> _Aim of the task_
Across the entries below, determine how many lines include the word "green". State only the resulting number.

* * *

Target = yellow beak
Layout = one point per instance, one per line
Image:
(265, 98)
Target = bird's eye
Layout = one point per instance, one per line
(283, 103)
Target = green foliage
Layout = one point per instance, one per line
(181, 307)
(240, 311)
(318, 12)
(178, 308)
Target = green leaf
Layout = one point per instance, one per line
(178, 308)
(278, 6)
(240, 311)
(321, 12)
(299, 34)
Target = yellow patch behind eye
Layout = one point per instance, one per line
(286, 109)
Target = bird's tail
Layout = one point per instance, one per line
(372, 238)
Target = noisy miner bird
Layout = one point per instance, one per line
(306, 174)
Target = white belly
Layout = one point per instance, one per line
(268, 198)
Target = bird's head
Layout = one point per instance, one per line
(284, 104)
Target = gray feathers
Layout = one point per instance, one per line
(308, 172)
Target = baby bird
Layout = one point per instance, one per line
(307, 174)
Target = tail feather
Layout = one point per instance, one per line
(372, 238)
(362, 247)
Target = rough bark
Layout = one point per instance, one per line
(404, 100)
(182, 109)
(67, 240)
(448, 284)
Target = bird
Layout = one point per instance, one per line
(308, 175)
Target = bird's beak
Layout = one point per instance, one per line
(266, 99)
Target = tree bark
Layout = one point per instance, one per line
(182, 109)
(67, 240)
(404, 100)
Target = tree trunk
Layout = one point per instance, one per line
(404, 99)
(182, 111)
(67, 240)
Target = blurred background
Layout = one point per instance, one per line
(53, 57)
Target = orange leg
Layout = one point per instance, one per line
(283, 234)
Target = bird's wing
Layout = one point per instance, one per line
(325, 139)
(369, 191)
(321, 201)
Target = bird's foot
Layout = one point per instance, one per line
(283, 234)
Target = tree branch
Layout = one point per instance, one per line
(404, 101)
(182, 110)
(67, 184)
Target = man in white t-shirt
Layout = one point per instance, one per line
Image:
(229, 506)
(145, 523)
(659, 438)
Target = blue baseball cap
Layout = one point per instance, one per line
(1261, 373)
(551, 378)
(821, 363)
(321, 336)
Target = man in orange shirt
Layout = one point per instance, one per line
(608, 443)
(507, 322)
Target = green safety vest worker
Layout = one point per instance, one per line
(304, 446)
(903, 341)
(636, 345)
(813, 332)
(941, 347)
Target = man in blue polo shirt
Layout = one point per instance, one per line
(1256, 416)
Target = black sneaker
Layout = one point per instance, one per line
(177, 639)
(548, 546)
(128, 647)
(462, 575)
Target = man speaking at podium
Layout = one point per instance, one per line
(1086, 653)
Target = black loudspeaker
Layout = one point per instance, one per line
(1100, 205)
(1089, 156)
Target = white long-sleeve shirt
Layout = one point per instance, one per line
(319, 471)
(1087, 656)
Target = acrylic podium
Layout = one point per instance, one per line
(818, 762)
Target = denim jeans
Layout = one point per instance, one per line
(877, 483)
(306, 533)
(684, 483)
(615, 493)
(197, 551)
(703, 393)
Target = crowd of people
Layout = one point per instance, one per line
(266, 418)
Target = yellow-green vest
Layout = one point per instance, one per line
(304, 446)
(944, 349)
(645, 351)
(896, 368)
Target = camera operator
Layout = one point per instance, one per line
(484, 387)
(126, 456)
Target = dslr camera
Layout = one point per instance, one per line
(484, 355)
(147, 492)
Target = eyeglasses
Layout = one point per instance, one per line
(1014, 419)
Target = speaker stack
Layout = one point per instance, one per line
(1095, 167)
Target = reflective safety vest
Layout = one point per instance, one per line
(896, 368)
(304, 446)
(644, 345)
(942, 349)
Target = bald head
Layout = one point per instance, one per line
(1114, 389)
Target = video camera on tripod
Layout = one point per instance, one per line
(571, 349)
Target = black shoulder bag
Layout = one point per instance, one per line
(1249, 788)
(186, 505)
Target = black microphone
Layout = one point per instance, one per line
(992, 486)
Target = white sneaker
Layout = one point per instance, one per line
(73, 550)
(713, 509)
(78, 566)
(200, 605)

* * *

> _Solution to the problem_
4